→ Your instructions: Restate the data below word for word. Leave the images out.

Image point grounding data
┄┄┄┄┄┄┄┄┄┄┄┄┄┄┄┄┄┄┄┄

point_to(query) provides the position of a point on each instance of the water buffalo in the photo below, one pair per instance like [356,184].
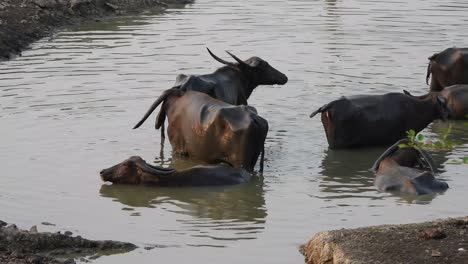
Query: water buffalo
[448,67]
[204,128]
[233,83]
[135,170]
[406,169]
[370,120]
[457,100]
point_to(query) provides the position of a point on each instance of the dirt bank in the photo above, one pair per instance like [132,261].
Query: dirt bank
[440,241]
[20,246]
[24,21]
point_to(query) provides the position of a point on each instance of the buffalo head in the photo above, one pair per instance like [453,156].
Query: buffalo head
[258,71]
[448,67]
[133,170]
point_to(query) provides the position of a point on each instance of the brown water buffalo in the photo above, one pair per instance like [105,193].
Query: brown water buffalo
[457,100]
[233,83]
[371,120]
[448,67]
[135,170]
[211,130]
[407,170]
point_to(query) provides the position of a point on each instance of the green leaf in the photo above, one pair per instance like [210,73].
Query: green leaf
[420,137]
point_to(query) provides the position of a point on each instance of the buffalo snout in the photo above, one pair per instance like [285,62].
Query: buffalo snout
[124,172]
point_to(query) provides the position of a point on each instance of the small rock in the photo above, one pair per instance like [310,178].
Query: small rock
[33,229]
[433,233]
[436,253]
[45,3]
[12,226]
[112,6]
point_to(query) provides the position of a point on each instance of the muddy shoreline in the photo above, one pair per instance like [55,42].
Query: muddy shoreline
[438,241]
[25,21]
[21,246]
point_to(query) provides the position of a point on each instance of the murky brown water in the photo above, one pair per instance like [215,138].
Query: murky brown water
[68,105]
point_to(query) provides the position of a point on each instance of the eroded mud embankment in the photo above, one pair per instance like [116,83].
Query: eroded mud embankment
[440,241]
[21,246]
[24,21]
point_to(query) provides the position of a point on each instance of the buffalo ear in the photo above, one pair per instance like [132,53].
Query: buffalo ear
[441,100]
[433,57]
[445,111]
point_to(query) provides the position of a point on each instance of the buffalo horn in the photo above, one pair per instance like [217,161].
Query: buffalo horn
[219,59]
[241,62]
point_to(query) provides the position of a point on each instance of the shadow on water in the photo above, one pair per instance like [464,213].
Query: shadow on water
[218,213]
[244,202]
[346,172]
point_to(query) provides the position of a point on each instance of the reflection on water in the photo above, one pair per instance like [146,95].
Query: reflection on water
[219,213]
[68,106]
[346,173]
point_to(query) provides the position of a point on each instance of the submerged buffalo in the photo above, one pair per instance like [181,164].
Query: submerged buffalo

┄┄┄┄┄┄┄┄┄┄┄┄┄┄┄┄┄┄┄┄

→ Answer for the task:
point_to(query) provides the position of a point on each instance of the water buffalo in the photo below, one pair per instance like [356,184].
Query: water buffalo
[448,67]
[204,128]
[233,83]
[135,170]
[406,169]
[370,120]
[457,100]
point_to(query) provides the position of a point on each instance of the dirt bank in the photo above, one pair per instance like [132,261].
Query: dirt bank
[440,241]
[20,246]
[24,21]
point_to(query) provides the position of a point on each instance of the buffalo head in the photo above, one pair per instance like [453,156].
Query: buffalo head
[258,71]
[448,67]
[133,170]
point_to(query) provides the position of a point on each instance of the brown water buffalo in the photo above, one pair per instance like [105,193].
Query: brown water buffalo
[457,100]
[233,83]
[371,120]
[448,67]
[135,170]
[211,130]
[407,170]
point_to(query) provides the position of a point on each instance of the green leaf in the photo above, one pair per instance like [210,73].
Query: green leaf
[420,137]
point_to(query) provides the position of a point on each instance of the buffalo snout in the photo above, one pair per instance like [285,62].
Query: buffalo snout
[124,172]
point_to(query) provides the position of a point on each instance of the small rock in the photo above, one pair per instance like [310,178].
Query: small rock
[33,229]
[433,233]
[436,253]
[45,3]
[12,226]
[112,6]
point_to(query) provides the position of a point on each instance of the muddy shoreline in the photo above, one pair per instance like [55,42].
Query: muddy shoreline
[438,241]
[25,21]
[21,246]
point_to(query) provides the position of a point on each instance of the murky brown water in the photo above, one pair per instance like [215,138].
Query: murky brown water
[68,105]
point_to(query) provides the position of a point on each instance of the eroded mud embankment in the photo above, one pair per instance like [116,83].
Query: eroded mud embankment
[440,241]
[21,246]
[24,21]
point_to(query) provides the position of a point on each instance of the buffalo ear in the photo above, one pair per instance like [132,53].
Query: buffalo ear
[441,100]
[433,57]
[445,111]
point_to(query) provides the position of a point on each instance of the buffalo horn in the photo above, one pair per instance like [217,161].
Query: buffalo horn
[219,59]
[241,62]
point_to(query) provides the position of a point on each instance of the shadow on water in the photo above, one pair per instance like [464,213].
Query: shadow on water
[218,213]
[244,202]
[346,172]
point_to(query) provides the position of a point on each instance of the reflection on water in the photo above, one pair per instance like [146,95].
Query: reflection on water
[219,213]
[68,106]
[346,173]
point_to(query) provides the position of a point on each instance of the submerged buffalo in the photo above, one pair per instance like [181,164].
Query: submerged buffalo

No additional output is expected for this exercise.